■ Work to do:
Starting at the beginning of the records and going on through the line with "left=169, top=218, right=322, bottom=352", write those lines out again, requests included, adding 104 to every box coordinate in the answers. Leave the pictures out.

---

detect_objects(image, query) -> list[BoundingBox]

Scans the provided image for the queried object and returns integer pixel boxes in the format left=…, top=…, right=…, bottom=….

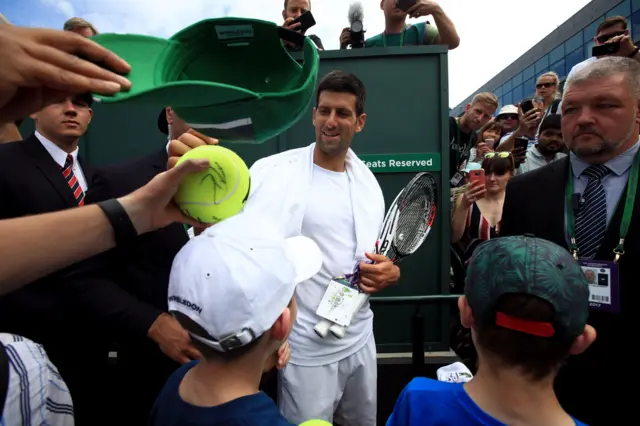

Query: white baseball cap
left=169, top=218, right=322, bottom=352
left=496, top=105, right=518, bottom=118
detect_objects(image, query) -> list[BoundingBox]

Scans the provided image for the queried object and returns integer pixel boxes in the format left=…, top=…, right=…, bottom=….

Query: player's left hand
left=360, top=253, right=400, bottom=293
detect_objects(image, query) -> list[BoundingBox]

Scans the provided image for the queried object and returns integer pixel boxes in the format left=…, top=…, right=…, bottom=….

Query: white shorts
left=278, top=333, right=378, bottom=426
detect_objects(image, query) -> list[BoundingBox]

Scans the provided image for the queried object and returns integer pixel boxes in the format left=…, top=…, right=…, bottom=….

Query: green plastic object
left=92, top=18, right=319, bottom=143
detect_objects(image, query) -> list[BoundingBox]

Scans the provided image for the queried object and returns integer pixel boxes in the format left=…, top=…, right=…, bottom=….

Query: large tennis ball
left=174, top=145, right=251, bottom=223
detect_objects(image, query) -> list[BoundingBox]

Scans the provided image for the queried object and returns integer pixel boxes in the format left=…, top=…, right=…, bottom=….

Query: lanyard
left=382, top=27, right=407, bottom=47
left=565, top=153, right=640, bottom=263
left=455, top=120, right=473, bottom=166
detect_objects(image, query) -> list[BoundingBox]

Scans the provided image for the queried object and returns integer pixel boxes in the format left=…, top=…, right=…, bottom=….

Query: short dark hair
left=171, top=311, right=264, bottom=362
left=596, top=16, right=627, bottom=34
left=474, top=294, right=575, bottom=380
left=316, top=70, right=367, bottom=116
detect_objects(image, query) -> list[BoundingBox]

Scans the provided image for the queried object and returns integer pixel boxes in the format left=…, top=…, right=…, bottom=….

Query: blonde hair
left=63, top=18, right=98, bottom=35
left=536, top=71, right=562, bottom=99
left=471, top=92, right=498, bottom=109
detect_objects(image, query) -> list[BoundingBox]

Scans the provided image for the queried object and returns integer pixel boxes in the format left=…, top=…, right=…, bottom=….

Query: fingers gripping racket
left=314, top=172, right=437, bottom=338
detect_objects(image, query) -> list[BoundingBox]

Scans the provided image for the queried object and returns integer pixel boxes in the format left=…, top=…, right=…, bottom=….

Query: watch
left=97, top=198, right=138, bottom=247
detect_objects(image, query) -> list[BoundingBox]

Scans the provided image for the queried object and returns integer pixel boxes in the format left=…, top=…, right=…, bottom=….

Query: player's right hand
left=0, top=25, right=131, bottom=123
left=167, top=129, right=218, bottom=169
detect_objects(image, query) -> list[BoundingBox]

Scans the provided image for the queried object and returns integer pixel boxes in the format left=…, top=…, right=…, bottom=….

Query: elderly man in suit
left=500, top=57, right=640, bottom=425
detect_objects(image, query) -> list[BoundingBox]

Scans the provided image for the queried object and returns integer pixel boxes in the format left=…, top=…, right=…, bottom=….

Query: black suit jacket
left=500, top=157, right=640, bottom=424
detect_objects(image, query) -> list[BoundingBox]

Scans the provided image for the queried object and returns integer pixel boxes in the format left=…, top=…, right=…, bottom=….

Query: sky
left=0, top=0, right=589, bottom=108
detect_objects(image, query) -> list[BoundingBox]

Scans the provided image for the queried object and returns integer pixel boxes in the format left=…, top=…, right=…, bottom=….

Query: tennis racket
left=314, top=172, right=438, bottom=339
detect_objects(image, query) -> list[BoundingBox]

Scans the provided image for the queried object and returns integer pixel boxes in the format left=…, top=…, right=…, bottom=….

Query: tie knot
left=582, top=164, right=611, bottom=180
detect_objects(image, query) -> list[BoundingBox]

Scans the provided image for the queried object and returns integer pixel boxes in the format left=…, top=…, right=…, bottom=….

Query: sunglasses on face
left=596, top=31, right=626, bottom=44
left=536, top=83, right=556, bottom=89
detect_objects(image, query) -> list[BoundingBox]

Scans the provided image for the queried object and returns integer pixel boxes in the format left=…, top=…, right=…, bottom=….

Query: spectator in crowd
left=387, top=236, right=592, bottom=426
left=500, top=57, right=640, bottom=425
left=451, top=152, right=515, bottom=259
left=516, top=114, right=567, bottom=174
left=567, top=16, right=640, bottom=79
left=63, top=18, right=98, bottom=37
left=149, top=223, right=322, bottom=426
left=470, top=120, right=502, bottom=163
left=340, top=0, right=460, bottom=49
left=449, top=92, right=498, bottom=181
left=282, top=0, right=324, bottom=51
left=496, top=105, right=520, bottom=138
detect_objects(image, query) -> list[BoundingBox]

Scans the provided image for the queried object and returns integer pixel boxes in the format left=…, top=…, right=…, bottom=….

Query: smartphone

---

■ Answer to the problem:
detect_objects(image, query) -> list[BoundingBox]

Scans the provided image for the queried object and returns integer pixel boxes in the format left=…, top=…, right=…, bottom=….


Query: white baseball cap
left=273, top=322, right=426, bottom=456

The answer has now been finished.